### Énoncé de l'exercice
D'après l'entretien sur l'aide aux devoirs à domicile, à partir de quelle date le nouveau concept sera-t-il introduit dans les maisons relais ?

### Texte retenu
—————

Aide aux devoirs à domicile : « Les enfants doivent être au centre de nos réflexions »

À partir du 15 septembre, un nouveau concept d’aide aux devoirs à domicile sera introduit dans les maisons relais. Ce concept est-il prometteur ? Le woxx en a discuté avec deux expert-es de l’Université du Luxembourg.

Selon Débora Poncelet et Guy Medinger, les consignes des devoirs à domicile doivent être compréhensibles et réalisables par les élèves en toute autonomie. (CC0 Public Domain/pxhere.com)

woxx : Quel est le rôle pédagogique des devoirs à domicile ? Et comment ce rôle évolue-t-il pendant la carrière scolaire d’un apprenant ?


Débora Poncelet : Selon une méta-analyse de 2017, quel que soit le niveau scolaire de l’apprenant, l’effet des devoirs à domicile sur les performances scolaires est significatif, mais faible pour un peu plus de 60 % des études considérées dans l’analyse. Cet effet n’évolue pas au cours de la carrière scolaire, il reste stable.

Guy Medinger : Les résultats dépendent cependant des études. Certaines ont trouvé que plus l’enfant est jeune, moins les devoirs à domicile vont lui servir. Plus les enfants avancent, par exemple au lycée, plus on constate que les devoirs leur sont utiles. À nos yeux, les devoirs à domicile sont un sujet intéressant pour le lycée.

DP : Ce qu’il faut prendre en considération, c’est le type de devoir. Dans les recherches dont on vient de parler, il est difficile de savoir de quel type de devoir il s’agit. On pourrait par exemple avoir des devoirs qui sont des répétitions de ce qu’on a vu en classe, mais il en existe aussi d’autres types. Par exemple des recherches à domicile sur une prochaine activité qu’on va travailler ensemble en classe. Dans ce cadre, on pourrait faire des interviews de voisins ou de ses parents sur une thématique donnée, notamment : « Comment vivais-tu l’école quand tu étais jeune ? » Dans la méta-analyse mentionnée plus haut, on constate que si un peu plus de six études sur dix mettent en évidence des associations positives entre les devoirs et les performances scolaires, d’autres recherches montrent des effets différents selon le cours considéré, et d’autres encore n’observent aucun effet significatif.

—————

### Un bloc de données
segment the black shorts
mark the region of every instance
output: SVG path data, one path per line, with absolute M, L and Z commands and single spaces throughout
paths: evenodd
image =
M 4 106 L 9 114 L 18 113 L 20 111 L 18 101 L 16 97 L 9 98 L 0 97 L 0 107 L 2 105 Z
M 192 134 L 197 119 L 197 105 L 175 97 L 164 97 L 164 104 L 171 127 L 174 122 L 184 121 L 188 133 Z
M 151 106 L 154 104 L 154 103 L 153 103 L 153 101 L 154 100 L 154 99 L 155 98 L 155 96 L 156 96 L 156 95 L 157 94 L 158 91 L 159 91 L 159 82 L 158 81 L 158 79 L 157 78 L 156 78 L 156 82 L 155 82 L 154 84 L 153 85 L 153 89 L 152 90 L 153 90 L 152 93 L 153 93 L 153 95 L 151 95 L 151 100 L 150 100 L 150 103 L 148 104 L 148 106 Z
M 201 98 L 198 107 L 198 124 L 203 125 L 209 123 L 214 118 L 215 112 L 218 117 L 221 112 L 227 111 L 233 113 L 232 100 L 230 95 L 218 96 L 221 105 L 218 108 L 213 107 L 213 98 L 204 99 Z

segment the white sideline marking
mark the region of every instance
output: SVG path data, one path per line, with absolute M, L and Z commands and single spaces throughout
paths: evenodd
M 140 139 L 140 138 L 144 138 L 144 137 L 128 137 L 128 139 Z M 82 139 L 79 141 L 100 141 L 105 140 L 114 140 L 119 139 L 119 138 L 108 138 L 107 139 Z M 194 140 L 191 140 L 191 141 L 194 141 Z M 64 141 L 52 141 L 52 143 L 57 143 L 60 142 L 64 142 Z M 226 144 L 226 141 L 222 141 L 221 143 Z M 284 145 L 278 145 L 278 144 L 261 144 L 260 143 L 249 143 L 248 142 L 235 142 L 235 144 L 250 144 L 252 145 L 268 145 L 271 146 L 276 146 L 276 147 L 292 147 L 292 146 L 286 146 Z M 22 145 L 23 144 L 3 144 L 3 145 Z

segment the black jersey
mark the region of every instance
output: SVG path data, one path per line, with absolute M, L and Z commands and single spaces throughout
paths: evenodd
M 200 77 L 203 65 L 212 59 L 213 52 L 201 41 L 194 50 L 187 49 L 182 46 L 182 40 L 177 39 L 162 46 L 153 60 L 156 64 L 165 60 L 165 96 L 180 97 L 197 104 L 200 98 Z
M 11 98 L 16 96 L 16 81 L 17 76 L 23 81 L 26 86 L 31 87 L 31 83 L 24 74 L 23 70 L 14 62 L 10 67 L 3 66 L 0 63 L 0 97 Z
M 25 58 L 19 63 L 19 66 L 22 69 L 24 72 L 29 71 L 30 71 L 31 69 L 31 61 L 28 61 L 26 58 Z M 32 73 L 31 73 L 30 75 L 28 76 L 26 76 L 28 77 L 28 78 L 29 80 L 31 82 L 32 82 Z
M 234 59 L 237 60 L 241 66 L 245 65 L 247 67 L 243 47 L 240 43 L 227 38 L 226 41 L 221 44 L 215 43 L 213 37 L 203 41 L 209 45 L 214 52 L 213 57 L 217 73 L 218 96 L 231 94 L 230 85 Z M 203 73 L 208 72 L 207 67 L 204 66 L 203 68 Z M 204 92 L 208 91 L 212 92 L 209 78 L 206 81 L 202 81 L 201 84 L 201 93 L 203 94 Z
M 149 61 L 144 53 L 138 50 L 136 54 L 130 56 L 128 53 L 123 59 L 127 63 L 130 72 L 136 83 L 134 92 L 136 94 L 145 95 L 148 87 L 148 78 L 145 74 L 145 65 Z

—————

### La réponse
À partir du 15 septembre.